WORK INSTRUCTION => Look through the records and copy each line with the string "grass" in it.

Items from a data source:
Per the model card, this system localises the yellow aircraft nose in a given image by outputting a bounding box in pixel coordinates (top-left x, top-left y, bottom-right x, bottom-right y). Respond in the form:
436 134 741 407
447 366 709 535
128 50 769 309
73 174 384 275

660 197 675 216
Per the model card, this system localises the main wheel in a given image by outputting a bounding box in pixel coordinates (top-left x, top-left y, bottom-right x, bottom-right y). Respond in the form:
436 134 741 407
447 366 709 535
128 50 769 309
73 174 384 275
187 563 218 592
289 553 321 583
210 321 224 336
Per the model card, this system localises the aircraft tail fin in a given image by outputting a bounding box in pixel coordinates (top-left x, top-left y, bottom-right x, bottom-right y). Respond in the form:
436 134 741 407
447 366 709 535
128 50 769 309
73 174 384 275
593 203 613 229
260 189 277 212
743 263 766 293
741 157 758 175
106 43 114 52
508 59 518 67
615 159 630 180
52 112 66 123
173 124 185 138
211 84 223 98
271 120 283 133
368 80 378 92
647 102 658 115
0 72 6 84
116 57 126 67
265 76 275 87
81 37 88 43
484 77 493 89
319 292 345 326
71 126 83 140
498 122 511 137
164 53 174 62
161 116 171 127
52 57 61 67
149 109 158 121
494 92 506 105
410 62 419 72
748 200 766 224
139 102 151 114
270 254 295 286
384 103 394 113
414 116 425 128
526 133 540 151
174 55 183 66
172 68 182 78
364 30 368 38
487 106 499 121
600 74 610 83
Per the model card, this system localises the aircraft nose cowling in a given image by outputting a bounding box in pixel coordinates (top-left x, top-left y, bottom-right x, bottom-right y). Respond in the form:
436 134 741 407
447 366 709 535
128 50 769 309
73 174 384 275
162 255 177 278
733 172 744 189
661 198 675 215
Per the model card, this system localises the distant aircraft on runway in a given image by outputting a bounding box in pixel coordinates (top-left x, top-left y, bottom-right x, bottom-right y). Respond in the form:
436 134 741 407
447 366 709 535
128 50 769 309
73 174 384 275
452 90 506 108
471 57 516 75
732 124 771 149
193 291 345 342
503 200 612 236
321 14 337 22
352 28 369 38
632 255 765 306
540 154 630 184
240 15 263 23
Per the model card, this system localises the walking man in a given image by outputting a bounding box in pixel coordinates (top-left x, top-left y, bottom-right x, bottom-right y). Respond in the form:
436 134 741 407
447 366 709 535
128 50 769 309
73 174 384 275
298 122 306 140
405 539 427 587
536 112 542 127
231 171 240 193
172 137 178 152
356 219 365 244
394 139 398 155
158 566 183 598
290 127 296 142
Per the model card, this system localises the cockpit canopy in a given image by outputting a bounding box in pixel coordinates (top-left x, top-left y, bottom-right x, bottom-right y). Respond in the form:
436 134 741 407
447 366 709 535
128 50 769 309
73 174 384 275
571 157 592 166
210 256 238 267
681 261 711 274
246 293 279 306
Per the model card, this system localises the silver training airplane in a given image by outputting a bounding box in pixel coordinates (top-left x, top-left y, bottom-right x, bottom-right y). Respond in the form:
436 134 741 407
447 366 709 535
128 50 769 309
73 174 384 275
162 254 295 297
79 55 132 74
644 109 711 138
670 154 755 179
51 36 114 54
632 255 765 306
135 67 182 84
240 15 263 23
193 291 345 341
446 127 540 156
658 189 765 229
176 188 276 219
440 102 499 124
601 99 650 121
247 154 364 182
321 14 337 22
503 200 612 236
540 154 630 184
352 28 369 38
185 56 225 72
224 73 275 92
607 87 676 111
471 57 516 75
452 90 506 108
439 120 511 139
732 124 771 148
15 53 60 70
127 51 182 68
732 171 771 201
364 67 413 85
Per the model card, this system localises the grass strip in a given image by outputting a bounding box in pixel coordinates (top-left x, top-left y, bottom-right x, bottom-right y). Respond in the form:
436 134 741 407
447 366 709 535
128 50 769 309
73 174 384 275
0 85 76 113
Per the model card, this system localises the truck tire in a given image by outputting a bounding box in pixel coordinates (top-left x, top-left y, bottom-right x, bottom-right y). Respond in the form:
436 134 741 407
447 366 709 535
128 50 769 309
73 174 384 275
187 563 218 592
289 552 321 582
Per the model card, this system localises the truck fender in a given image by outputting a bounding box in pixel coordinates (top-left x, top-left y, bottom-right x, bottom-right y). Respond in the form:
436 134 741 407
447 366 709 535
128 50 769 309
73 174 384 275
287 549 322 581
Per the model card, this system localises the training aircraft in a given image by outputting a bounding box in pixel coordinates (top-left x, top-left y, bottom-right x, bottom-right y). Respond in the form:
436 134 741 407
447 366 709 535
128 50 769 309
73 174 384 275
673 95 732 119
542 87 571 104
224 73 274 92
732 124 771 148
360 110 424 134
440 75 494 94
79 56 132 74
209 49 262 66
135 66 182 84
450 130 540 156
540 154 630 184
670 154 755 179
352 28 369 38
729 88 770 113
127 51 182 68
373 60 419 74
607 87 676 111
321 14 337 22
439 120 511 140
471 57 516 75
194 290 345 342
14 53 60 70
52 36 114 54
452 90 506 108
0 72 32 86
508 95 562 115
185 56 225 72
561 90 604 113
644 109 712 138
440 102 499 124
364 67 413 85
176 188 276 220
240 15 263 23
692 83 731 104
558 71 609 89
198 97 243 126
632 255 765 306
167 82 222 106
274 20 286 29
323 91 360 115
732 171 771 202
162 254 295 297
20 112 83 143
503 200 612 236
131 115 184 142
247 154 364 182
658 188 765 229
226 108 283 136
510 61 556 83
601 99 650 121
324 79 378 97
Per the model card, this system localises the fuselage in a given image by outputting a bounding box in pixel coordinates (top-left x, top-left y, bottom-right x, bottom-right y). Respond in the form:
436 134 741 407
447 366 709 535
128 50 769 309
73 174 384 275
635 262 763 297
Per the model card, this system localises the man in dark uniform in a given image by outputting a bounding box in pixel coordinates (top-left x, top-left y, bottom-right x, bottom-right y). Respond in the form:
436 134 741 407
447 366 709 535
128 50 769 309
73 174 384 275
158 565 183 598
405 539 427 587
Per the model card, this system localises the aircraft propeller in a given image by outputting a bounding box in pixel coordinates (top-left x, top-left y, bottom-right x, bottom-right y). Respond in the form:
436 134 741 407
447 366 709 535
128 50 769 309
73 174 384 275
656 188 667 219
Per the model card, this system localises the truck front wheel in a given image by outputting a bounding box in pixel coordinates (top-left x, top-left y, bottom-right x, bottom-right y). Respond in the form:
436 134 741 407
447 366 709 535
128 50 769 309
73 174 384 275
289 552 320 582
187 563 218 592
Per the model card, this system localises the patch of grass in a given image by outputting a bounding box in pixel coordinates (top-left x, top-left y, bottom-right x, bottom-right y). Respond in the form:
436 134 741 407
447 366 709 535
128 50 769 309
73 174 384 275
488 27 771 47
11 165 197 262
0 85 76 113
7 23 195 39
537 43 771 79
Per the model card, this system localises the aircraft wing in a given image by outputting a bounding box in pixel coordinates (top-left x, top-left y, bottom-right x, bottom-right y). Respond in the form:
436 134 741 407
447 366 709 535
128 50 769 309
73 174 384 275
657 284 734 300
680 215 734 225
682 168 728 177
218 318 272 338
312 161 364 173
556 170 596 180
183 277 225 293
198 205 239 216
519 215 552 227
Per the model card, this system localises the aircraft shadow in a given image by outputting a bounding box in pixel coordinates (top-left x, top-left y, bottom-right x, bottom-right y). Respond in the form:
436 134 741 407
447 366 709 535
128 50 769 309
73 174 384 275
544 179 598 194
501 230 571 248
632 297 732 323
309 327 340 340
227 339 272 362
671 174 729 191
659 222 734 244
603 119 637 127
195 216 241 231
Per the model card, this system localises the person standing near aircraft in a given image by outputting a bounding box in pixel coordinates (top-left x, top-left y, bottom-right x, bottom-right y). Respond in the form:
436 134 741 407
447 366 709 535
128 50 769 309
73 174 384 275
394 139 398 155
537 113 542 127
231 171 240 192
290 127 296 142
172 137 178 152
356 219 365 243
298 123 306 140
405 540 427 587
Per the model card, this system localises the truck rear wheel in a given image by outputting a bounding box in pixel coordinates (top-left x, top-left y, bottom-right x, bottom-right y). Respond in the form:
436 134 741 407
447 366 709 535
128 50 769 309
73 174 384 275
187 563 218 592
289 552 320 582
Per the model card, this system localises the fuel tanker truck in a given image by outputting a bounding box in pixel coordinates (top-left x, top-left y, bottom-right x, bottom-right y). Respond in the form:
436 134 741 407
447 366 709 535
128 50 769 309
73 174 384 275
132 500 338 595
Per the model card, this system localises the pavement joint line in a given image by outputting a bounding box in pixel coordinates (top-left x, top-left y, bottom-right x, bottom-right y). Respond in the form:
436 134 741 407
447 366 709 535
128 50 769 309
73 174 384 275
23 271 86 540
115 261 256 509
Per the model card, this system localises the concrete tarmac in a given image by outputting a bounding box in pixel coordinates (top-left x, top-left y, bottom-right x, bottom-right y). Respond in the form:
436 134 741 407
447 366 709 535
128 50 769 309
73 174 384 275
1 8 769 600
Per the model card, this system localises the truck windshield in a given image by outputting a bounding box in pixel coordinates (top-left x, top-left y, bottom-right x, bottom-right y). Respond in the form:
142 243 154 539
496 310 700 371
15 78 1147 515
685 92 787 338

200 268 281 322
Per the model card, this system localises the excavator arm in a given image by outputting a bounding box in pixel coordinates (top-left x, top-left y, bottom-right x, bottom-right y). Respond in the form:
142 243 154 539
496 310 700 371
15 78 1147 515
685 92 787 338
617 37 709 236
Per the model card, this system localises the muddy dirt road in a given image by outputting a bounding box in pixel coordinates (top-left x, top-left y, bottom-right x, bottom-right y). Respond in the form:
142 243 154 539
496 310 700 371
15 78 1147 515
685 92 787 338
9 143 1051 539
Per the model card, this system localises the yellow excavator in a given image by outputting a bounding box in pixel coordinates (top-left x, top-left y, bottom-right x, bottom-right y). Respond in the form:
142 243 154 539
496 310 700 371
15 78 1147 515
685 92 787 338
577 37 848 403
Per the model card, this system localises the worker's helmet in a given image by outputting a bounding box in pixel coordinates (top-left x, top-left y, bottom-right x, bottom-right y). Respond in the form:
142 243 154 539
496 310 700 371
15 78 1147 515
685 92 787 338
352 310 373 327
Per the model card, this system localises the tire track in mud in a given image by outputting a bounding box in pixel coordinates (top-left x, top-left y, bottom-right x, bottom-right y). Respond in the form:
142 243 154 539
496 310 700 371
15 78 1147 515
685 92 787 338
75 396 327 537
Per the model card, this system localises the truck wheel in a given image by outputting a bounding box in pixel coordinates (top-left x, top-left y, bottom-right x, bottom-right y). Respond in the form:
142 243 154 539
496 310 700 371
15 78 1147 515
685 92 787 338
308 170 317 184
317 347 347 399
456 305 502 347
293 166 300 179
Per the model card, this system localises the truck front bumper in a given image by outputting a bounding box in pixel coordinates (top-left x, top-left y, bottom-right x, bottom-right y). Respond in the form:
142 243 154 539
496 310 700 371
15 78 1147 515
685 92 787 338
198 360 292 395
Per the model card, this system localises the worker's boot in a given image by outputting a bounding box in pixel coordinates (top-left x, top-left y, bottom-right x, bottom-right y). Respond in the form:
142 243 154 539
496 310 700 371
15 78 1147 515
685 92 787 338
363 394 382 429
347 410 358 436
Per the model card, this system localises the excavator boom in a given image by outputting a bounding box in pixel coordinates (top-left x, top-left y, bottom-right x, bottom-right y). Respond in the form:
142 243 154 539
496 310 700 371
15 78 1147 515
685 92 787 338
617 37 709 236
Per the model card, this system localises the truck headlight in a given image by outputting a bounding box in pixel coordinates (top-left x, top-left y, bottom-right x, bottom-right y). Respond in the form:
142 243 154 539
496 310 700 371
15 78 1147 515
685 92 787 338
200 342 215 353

EXERCISE RESPONSE =>
Per the model card, this system localises the grass strip in a given image by outputting a bounding box in pixel coordinates (top-left x, top-left y, bottom-right x, bottom-right y). Respond in the form:
Per the model card, this system localises the patch of grass in a given image by outputting a bounding box in pixel coordinates (top-left x, top-left y, bottom-right x, bottom-right y). Respond in the form:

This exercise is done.